» EXERCISE TASKS:
**a.** In the Skagerrak facies description below, what evidence leads to the interpretation that most of the fine- to medium-grained, cross-stratified channel-filling sandstones were laid down under high flow competence? Answer in one to three sentences.
**b.** Answer these questions from the Skagerrak facies description below:
(i) How many sedimentary facies were identified in the cored intervals?
(ii) Which well was cored for the Joanne sandstone member?
(iii) What thickness can the stacked channel-filling sequences reach?
**c.** Go on with the Skagerrak facies description below, starting right after its final sentence.

» ARTICLE:
Facies description and classification

Eight sedimentary facies were identified in the studied cored intervals from the Judy (well 30/7a-7) and Joanne (well 30/2c-4) sandstone members of the Skagerrak Formation based on grain size, lithology and sedimentary structures (Table 2). These facies types have been classified into three main facies associations comprising: (1) confined fluvial channels (FC); (2) unconfined fluvial splays and sheetfloods (SF); and (3) floodplain, palaeosols and lakes (FL) (Table 3). A schematic fluvial depositional model illustrating the subenvironments and different facies associations identified is shown in Figure 4. Figures 57 show the sedimentary logs for the two wells, representative cores and thin-section images of the identified sedimentary facies, respectively.

Confined fluvial channel (FC)

Sandstone sequences representing the fill of fluvial channels are highly variable but range between distinctive end members (i.e. high and low energy) based on grain size and bedform scale, all of which overlie sharp-based erosional surfaces commonly defined by intraformational conglomerates (C). The more abundant of these types comprise moderately to well-sorted, fine- to medium-grained sandstones, forming decimetre- to metre-scale, moderate- to high-angle cross-stratified beds (S3) (Fig. 6). These are often stacked, forming channel-filling sequences of up to more than 23 ft (7 m) in thickness. Channel fills of this type are more common in the Joanne Sandstone and rare in the Judy Sandstone Member. Both the dominant grain size (fine sand) and the scale of the bedforms suggest that most of these channel-filling sandstones were deposited under conditions of high flow competence in active streams and represent bar-scale bedforms. Similar characteristics have been ascribed to deposition within low- to moderate-sinuosity channels (Bridge and Lunt 2006) but, for the purposes of this paper, they are referred to as high-energy fluvial channel (HEFC) sandstones.

» DATA EXCERPT:
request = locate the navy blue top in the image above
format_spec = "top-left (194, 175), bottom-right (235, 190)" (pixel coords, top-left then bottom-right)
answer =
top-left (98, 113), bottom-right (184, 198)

» RESPONSES TO THE TASKS:
**a.** The interpretation rests on the dominant grain size, which is fine sand, and on the scale of the bedforms. Together these indicate deposition in active streams under high flow competence, with the beds representing bar-scale bedforms.

**b.**
(i) Eight.
(ii) Well 30/2c-4.
(iii) More than 23 ft (7 m).

**c.**
At the opposite end of the spectrum of channel fills are sequences that commonly exhibit a marked upward fining. They similarly tend to overlie intraclastic conglomerates (C) resting on sharply erosive channel bases but are dominated by very fine to fine sandstones forming low-angle decimetre-scale beds, planar lamination, and current and wave rippling (S1) (Fig. 6). Where complete, the channel-filling sequences can equally range up to more than 23 ft (7 m) in total thickness but commonly pass upwards into highly argillaceous very fine sandstones and siltstones that are locally disrupted by either or both bioturbation and pedoturbation. The finer grain sizes (i.e. very fine sand) and a range of sedimentary structures indicate significantly lower energy levels and stream competence at the time of deposition. While sandstone sequences of the corresponding type have been interpreted to represent higher sinuosity channels (Leeder 1973; Bridge et al. 1995; Wu et al. 2015, 2016), in this paper, they are referred to as low-energy fluvial channel (LEFC) sandstones.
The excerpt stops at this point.